### Exercise prompt
Display each line in the rows below that contains the word "lawn", matching case.

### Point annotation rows
↓↓↓
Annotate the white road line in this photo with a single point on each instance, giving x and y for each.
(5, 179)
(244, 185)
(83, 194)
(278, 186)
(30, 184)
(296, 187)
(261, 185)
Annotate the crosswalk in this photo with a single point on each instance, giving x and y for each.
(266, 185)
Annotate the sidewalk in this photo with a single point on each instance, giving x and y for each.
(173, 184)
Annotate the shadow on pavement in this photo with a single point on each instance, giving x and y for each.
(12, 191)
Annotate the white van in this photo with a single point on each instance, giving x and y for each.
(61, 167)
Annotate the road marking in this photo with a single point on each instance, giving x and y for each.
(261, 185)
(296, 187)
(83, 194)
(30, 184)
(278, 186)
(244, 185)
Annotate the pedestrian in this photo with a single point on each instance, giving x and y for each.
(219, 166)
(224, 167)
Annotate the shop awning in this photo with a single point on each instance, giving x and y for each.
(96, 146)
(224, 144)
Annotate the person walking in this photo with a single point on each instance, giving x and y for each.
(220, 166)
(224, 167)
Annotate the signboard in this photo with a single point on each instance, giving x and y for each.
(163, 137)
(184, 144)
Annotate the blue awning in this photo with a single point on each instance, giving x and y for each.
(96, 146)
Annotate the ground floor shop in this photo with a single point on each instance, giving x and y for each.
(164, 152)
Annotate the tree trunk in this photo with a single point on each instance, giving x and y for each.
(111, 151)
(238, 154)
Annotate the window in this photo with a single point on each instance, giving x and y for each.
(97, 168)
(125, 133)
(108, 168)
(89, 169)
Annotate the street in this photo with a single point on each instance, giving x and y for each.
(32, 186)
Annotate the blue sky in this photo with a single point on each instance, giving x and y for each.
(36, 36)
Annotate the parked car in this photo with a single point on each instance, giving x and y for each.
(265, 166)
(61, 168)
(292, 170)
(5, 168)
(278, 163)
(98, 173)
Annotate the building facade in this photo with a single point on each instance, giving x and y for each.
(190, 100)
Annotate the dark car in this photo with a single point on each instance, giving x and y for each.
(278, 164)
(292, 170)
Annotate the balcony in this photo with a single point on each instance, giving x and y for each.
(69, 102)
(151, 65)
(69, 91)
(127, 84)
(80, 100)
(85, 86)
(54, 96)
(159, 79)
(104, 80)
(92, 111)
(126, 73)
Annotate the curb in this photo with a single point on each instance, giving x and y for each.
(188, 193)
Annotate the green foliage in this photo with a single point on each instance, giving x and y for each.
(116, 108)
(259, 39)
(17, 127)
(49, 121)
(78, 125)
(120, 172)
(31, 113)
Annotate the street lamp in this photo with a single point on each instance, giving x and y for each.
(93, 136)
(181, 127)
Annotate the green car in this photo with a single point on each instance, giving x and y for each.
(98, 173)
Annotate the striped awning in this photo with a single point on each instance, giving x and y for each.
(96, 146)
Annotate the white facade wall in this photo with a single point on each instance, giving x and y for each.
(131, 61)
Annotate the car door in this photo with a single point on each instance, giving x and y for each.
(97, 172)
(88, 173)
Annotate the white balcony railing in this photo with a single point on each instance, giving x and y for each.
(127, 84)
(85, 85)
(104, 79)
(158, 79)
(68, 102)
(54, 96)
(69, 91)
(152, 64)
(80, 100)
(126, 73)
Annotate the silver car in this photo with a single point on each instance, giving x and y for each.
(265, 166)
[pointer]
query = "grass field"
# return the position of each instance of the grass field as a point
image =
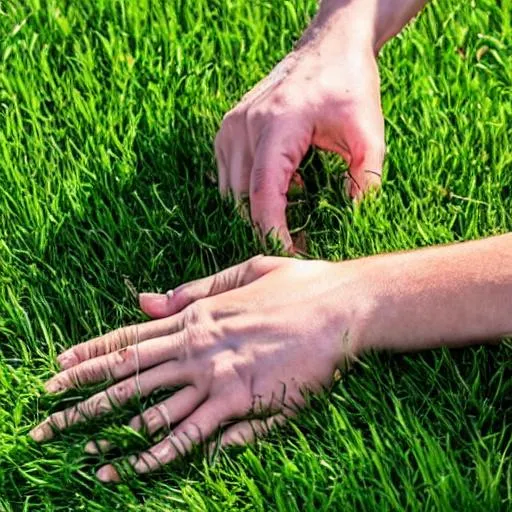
(108, 110)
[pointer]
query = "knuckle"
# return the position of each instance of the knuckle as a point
(255, 265)
(156, 417)
(195, 312)
(121, 362)
(95, 406)
(121, 393)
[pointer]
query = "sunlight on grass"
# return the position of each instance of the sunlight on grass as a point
(108, 110)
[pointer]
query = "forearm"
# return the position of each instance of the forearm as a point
(371, 22)
(444, 296)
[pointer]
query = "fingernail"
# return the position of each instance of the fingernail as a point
(96, 447)
(37, 434)
(52, 386)
(67, 360)
(108, 474)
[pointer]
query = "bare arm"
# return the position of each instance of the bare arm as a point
(250, 340)
(325, 93)
(443, 296)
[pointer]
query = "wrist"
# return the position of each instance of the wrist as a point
(370, 23)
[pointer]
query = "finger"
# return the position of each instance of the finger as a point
(365, 172)
(169, 412)
(278, 153)
(120, 364)
(165, 375)
(160, 305)
(239, 172)
(221, 166)
(159, 417)
(190, 432)
(118, 339)
(245, 432)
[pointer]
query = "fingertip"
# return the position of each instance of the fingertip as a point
(97, 447)
(52, 386)
(67, 359)
(156, 305)
(41, 433)
(108, 473)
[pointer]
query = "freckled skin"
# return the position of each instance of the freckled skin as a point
(247, 345)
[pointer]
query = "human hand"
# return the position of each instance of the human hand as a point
(323, 94)
(245, 343)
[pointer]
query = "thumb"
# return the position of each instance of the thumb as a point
(159, 305)
(278, 154)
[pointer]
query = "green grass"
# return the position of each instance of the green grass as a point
(108, 109)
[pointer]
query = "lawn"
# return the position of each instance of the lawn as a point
(108, 110)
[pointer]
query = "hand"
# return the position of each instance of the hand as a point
(245, 343)
(324, 94)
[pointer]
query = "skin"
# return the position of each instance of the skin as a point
(246, 345)
(241, 352)
(325, 94)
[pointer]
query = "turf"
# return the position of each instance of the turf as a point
(108, 109)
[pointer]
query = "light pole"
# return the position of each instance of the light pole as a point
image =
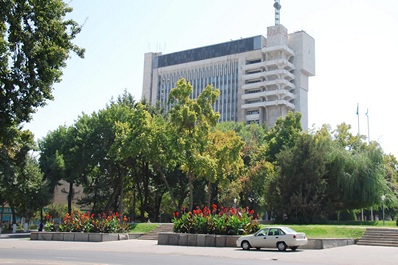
↑↑↑
### Finished answer
query = "lawn"
# return the position of each instance of the lawn as a point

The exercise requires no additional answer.